TEXTAUSSCHNITT >>
···

Trotz Aufschwung EU-Beitritt 2009 fraglich

Kroatien in der EU-Warteschleife

Trotz steigendem Wirtschaftswachstum gilt der geplante EU-Beitritt Kroatiens im Jahr 2009 noch nicht als gesichert. Neben struktureller Probleme und Korruption gibt es nach wie vor hohe Arbeitslosenraten und ein zu hohes Handelsbilanzdefizit.

Goran Radman zur kroatischen Wirtschaft

Obwohl Kroatiens Wirtschaft schon seit Jahren stetig wächst und die Exporte steigen, gibt es für den südosteuropäischen Staat noch viel zu tun, um EU-tauglich zu werden.

Derzeitiges Aushängeschild ist der Tourismus, der mit fast 25 Prozent Anteil der wichtigste Wirtschaftszweig des Landes ist. Die Modernisierung der Industrie hingegen ist weit zurückgeblieben. Auch die Korruption wuchert nach wie vor, und die notwendigen Reformen sind bisher von der Regierung verschleppt worden. Daher gilt ein EU-Beitritt 2009 eher als Wunschvorstellung, denn als fix.

···

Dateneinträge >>
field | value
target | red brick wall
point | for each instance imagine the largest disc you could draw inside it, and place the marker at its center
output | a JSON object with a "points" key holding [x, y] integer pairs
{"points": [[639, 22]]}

···

AUFGABEN >>
1. Nenne alle Probleme, die der Artikel über Kroatiens EU-Beitritt im Satz mit den Worten „Neben struktureller Probleme“ aufzählt.
2. Schreib den Artikel über Kroatiens EU-Beitritt nach seinem letzten Satz weiter.
Die Zeilen oben sind eigenständiges Material und gehören nicht zum Artikel über Kroatiens EU-Beitritt.

LÖSUNGEN >>
1. strukturelle Probleme, Korruption, hohe Arbeitslosenraten, ein zu hohes Handelsbilanzdefizit

2.
Keine klare Wirtschafts-Strategie

"Im Gegensatz zu vielen anderen Reformländern hat Kroatien die Gelegenheit zur Industrialisierung zu Beginn der 1990er Jahre verpasst. Durch den Krieg im ehemaligen Jugoslawien und auch durch die Privatisierung der staatlichen Fabriken ist unsere Industrie praktisch zusammengebrochen. Zu uns sind auch viel weniger Auslandsinvestitionen geflossen“, sagt der Kroate Goran Radman, einer der führenden Microsoft-Manager für Südosteuropa.

Nach seinen Worten ist derzeit von der Regierung keine klare Wirtschafts-Strategie erkennbar. Auch den Zug in Richtung forschungs- und entwicklungsintensiver Industrie habe das Land verpasst, so der Microsoft-Manager. Eine Verbesserung des derzeitigen Status quo sieht er künftig im Dienstleistungssektor, in der Schaffung vieler Klein- und Mittelbetriebe, im Agrarbereich und vor allem im Qualitätstourismus.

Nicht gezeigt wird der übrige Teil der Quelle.